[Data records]

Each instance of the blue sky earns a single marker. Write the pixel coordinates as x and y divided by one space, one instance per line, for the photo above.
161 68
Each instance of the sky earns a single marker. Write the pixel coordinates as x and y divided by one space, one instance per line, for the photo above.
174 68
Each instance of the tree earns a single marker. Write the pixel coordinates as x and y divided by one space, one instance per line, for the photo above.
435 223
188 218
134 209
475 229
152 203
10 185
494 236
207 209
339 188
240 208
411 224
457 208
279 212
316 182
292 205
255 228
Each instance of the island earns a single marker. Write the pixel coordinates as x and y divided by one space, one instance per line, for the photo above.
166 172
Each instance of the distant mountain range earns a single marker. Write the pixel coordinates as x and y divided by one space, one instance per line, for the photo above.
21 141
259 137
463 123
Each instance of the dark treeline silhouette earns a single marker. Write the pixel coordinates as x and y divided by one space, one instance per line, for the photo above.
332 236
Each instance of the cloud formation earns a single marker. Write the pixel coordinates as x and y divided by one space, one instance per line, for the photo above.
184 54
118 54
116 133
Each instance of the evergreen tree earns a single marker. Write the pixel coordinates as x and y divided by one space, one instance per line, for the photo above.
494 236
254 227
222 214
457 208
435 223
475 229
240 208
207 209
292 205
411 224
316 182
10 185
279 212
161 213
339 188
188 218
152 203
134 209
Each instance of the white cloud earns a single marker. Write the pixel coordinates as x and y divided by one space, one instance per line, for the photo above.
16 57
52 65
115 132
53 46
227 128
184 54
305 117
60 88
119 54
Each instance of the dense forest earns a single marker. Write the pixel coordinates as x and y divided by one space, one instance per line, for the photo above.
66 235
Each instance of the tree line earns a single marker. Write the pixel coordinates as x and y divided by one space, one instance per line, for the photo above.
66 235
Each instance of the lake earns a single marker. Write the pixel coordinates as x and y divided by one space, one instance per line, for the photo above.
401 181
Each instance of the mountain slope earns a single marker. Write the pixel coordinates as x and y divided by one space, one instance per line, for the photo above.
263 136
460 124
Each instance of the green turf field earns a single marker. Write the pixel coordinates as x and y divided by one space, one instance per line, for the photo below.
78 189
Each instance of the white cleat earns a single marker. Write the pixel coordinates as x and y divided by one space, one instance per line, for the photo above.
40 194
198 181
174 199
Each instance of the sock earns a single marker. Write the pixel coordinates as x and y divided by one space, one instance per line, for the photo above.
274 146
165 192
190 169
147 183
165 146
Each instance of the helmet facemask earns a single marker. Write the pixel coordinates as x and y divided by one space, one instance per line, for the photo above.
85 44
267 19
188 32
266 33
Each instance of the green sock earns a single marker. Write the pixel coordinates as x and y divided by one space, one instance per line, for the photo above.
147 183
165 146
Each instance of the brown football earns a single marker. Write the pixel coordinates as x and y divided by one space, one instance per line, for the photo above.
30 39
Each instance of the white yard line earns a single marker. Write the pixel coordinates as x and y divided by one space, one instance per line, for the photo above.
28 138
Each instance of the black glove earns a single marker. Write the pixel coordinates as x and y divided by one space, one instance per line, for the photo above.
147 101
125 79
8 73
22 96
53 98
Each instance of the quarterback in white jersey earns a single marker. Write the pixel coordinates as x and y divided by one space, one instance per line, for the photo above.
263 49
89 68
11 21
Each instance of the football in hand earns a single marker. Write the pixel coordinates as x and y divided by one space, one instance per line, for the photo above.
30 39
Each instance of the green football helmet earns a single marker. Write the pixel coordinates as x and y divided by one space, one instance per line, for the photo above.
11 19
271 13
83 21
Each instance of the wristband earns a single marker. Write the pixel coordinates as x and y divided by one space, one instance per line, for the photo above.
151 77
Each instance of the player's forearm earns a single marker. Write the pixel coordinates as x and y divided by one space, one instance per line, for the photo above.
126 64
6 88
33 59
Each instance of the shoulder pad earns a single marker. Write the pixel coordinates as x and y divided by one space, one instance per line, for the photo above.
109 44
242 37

Exercise task: Can you copy every one of the records above word for word, without changing anything?

Written solution:
Each instance of the blue sky earns a single marker. Write the pixel coordinates as x and y divided by one space, one instance per line, for the photo above.
161 68
Each instance of the sky earns a single marker. Write the pixel coordinates as x and y divided by one space, one instance per line, for the photo above.
174 68
Each instance of the tree earns a single marker. Write the pixel coordinates as x and y divided by one space, one instance per line, for the photo above.
435 223
188 218
134 209
475 229
152 203
10 185
494 236
207 209
339 188
240 208
411 224
457 208
279 212
316 182
292 205
255 228
Each instance of the island earns a single marker. Write the pixel coordinates as x and y divided by one space, one instance per line, for the photo above.
166 172
Each instance of the distant mountain range earns a single marker. Write the pixel coordinates as x and y divided by one space, one instance per line, for the photo above.
21 141
259 137
463 123
Each instance of the dark treeline silhouette earns a single marker. Write the pixel coordinates as x and y divided by one space, one instance per line, for the photo above.
332 236
Each instance of the cloud formation earns a single marker. Write the pixel coordinates as x and y divided by one space, one instance per line, for the photo above.
184 54
118 54
116 133
Each instance of the evergreen tree earns a single marker. Write the pixel coordinates as x and y divided by one space, one instance per line, for the photo above.
494 236
254 227
222 214
457 208
435 223
475 229
240 208
207 209
292 205
411 224
316 182
10 185
279 212
161 213
339 188
188 218
152 203
134 209
Each instance of the white cloud earns a single marker. Write the pixel coordinates as x and y divided by one space, one instance per line, for the photo above.
16 57
52 65
115 132
53 46
227 128
184 54
305 117
60 88
119 54
Each instance of the dense forest earns a single marker. Write the pixel coordinates as x and y divided by one space, one instance per line, for the photo above.
66 235
Each instance of the tree line earns a single marker. Write the pixel coordinates as x and y divided by one space, one instance per line, for the photo above.
66 235
Each instance of the lake earns a single marker. Write the pixel coordinates as x and y divided by one space, one instance per line, for the photo above.
401 181
Each instance of the mountain slope earns a single marker. Write the pixel coordinates as x and y divided by one space, one instance per line, for the photo above.
263 136
460 124
Each instance of the green turf field earns a single marker. Write the pixel coordinates as x and y divided by one space, one instance per line, for the photo below.
78 189
Each instance of the white cleat earns a single marker. Write the pixel coordinates as x and y divided by one space, one instance per line, for the photo above.
40 194
198 181
174 199
Each instance of the sock earns a single marker. Write the pixel coordinates as x and y divided by one space, one instance per line, for the photo above.
274 146
165 192
190 169
147 183
165 146
Each instance of the helmet facemask earns a single marker. Write the pixel coordinates as x and y divided by one space, one instance per line, for the photo above.
85 44
267 19
188 32
266 33
Each instance of the green sock earns a single marker. Write the pixel coordinates as x and y divided by one space, one instance per line, for the photo above.
147 183
165 146
Each instance of the brown football earns a single marker. Write the pixel coordinates as x and y divided by one space, one instance per line, for the photo above.
30 39
Each instance of the white yard line earns a single marker. Write the pixel coordinates as x and y divided by one space, one instance per line, for the photo above.
28 138
Each instance of the black glove earns a single marker. Write the pixel coordinates as x and y divided by one space, one instance per line, for the photo above.
147 101
125 79
8 73
22 96
53 98
Each instance of the quarterback in white jersey earns a single marker. Write the pixel coordinates as x and y divided by one space, one instance per line, for the photo above.
263 49
89 68
11 21
Each instance of the football in hand earns a single marker. Write the pixel coordinates as x and y divided by one space, one instance per line, for the photo above.
30 39
Each instance of the green football helmet earns a single marker. Write the pixel coordinates as x and y divided by one space, one instance per line, for the photo above.
11 19
271 13
83 21
Each instance of the wristband earns a single marker. Write the pixel coordinates as x and y divided by one space, one instance per line, for the photo above.
151 77
Each instance of the player's forearm earns a single marker. Write the pixel coordinates as x and y divided by one space, one instance per line, for the photo above.
126 64
6 88
33 59
Each instance of the shoulder pad earns a single marker. Write the pixel coordinates as x and y divided by one space, one instance per line, for the photo above.
109 44
242 37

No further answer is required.